◆ Document
== == ==
No. He's really not.


----------



## SoccerJones (Jan 17, 2020)

RedDevilDad said:


> It's just stats.  I don't think there is a soul out there who would believe stats tell the whole story.  I'm thankful Kante has the ability to make the algorithms and punch through the data.  It's helpful as a parent to try and get a neutral or black and white look at a super emotionally charged arena of our lives.  It's hard not to feel like the coach you can laugh with is an expert and the coach that failed to return 47 phone calls is an idiot.. when that may or may not be true.  None of us care enough to objectively watch other clubs play enough games to have a clear opinion and we all have some intrinsic parental bias towards our own club's performance.
== == ==
◆ Exercise task 1
Say whether each statement agrees with the thread on soccer stats, answering yes or no and quoting the words of the thread that decide it: (a) RedDevilDad believes stats tell the whole story. (b) The quoted post mentions a coach who failed to return 47 phone calls. (c) The post by SoccerJones is dated Jan 17, 2020.
◆ Exercise task 2
Write the next part of the thread on soccer stats, picking up after its last sentence.
The items have nothing to do with what follows the thread on soccer stats.

◆ Data extract
== == ==
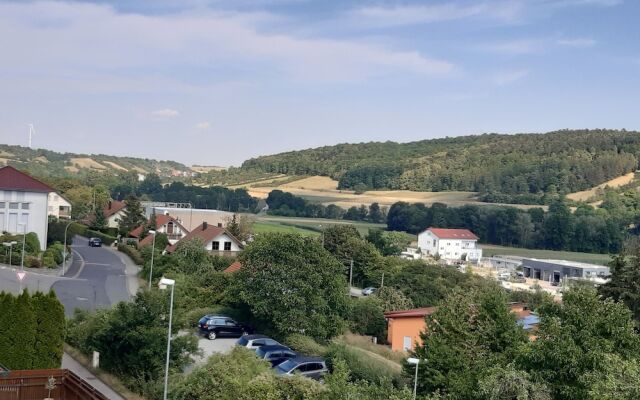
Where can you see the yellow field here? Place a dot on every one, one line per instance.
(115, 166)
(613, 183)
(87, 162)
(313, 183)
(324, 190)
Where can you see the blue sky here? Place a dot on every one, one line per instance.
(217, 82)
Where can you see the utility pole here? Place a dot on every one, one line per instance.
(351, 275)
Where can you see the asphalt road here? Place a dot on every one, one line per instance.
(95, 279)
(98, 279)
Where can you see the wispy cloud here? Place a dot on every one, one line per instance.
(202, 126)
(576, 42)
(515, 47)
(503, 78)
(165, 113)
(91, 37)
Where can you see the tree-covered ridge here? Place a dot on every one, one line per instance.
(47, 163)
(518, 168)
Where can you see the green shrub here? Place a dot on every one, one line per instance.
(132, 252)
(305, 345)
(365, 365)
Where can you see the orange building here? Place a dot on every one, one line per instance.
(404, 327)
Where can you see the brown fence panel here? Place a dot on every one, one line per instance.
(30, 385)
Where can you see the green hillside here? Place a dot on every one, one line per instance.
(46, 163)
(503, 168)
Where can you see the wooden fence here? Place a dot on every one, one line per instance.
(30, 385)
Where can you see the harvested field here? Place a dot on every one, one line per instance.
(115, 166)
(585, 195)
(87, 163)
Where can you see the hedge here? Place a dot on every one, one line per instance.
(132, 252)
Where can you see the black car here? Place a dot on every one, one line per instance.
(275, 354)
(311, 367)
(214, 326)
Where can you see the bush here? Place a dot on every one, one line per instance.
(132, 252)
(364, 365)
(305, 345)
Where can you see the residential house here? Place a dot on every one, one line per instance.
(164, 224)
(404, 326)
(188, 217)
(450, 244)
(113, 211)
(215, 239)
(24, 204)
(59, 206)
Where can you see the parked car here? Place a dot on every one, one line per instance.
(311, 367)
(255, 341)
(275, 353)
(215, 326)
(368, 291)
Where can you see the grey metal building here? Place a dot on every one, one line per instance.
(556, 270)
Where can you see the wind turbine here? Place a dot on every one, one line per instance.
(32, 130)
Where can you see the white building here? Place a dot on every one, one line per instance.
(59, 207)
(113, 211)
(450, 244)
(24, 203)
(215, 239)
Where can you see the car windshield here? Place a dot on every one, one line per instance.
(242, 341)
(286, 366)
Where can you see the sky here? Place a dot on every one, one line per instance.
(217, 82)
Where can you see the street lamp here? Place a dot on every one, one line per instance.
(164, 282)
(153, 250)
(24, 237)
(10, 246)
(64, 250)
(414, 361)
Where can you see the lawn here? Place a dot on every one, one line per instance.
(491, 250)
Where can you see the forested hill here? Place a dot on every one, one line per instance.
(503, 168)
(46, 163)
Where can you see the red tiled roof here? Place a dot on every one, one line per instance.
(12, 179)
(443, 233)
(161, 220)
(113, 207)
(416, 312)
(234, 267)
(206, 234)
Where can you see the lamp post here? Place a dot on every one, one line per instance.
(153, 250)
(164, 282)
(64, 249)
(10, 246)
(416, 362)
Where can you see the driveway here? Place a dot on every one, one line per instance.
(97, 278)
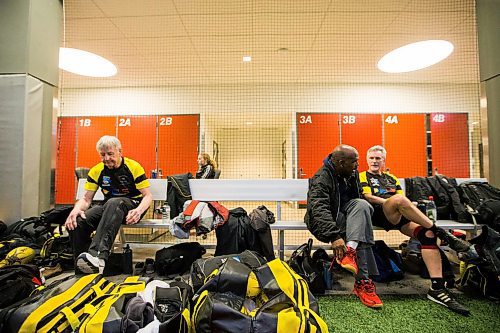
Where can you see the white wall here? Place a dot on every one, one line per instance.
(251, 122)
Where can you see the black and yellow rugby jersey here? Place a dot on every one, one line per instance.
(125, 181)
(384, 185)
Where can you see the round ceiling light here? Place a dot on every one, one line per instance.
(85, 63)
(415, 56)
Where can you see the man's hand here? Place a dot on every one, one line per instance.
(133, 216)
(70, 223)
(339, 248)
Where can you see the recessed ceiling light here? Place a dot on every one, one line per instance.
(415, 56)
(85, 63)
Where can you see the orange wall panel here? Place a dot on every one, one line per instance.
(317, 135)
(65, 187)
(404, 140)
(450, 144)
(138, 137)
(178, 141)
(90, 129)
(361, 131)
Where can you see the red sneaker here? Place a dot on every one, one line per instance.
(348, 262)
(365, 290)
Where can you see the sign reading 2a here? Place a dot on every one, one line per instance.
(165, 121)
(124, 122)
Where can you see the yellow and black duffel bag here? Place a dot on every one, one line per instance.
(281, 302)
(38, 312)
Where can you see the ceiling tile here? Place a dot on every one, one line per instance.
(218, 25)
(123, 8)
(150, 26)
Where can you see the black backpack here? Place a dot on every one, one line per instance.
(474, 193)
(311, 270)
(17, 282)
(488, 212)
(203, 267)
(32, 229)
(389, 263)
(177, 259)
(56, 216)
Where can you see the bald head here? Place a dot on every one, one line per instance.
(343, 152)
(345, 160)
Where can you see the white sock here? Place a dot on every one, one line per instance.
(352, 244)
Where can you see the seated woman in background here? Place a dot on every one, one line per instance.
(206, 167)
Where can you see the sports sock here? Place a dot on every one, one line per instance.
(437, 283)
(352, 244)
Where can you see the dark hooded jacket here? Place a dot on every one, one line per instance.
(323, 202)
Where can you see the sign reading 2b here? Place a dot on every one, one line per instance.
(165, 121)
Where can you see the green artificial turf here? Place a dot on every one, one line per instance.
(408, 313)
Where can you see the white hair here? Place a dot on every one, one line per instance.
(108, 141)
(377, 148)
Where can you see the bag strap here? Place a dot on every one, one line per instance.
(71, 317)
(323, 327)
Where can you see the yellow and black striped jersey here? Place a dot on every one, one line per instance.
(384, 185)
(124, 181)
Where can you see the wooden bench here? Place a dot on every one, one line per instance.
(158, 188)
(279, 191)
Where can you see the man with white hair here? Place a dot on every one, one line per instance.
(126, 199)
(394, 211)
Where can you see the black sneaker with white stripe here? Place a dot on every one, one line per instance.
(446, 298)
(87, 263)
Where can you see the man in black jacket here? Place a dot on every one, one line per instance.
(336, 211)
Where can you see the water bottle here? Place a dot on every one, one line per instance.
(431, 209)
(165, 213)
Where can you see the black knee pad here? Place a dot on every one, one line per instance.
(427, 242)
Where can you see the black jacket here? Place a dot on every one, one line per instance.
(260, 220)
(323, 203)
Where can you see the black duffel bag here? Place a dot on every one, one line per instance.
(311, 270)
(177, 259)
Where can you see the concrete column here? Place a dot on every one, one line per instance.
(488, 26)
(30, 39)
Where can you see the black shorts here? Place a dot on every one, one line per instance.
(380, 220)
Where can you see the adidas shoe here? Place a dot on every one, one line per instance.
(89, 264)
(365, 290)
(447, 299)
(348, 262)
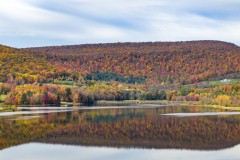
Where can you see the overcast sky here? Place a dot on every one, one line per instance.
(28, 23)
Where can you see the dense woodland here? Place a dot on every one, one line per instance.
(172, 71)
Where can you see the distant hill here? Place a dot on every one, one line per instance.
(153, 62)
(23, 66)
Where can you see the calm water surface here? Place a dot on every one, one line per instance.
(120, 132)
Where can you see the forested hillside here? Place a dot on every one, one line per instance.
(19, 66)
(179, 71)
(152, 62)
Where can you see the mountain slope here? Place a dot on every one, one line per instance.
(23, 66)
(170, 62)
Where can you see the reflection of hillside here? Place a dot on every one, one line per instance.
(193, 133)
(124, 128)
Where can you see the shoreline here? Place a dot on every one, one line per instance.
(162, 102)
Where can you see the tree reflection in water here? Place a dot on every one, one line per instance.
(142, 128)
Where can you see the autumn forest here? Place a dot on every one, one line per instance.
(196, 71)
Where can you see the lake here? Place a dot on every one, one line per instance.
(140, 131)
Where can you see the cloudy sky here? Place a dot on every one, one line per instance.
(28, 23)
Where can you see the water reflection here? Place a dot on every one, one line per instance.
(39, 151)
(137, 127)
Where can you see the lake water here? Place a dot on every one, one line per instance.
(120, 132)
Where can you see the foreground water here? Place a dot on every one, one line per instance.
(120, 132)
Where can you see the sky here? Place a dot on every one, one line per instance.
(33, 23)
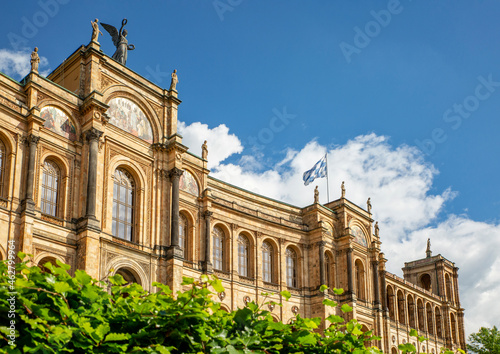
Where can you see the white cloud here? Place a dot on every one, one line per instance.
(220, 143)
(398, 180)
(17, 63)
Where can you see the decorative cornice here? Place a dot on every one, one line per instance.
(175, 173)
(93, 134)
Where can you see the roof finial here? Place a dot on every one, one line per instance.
== == ==
◆ Right answer 1
(a) No: "I don't think there is a soul out there who would believe stats tell the whole story."
(b) Yes: "the coach that failed to return 47 phone calls"
(c) Yes: "SoccerJones (Jan 17, 2020)"

◆ Right answer 2
> It's just stats... and it's all relative.  To be a least or most improved DA plus $2.65 will buy you a cup of coffee. Even if a team isn't up to the same standard as the rest of the DA...  these players are in theory among the top in the nation/area. That's commendable.


you're right.  I overacted...my bad.  plus i need a PhD to read it.


----------



## RedDevilDad (Jan 17, 2020)

SoccerJones said:


> you're right.  I overacted...my bad.  plus i need a PhD to read it.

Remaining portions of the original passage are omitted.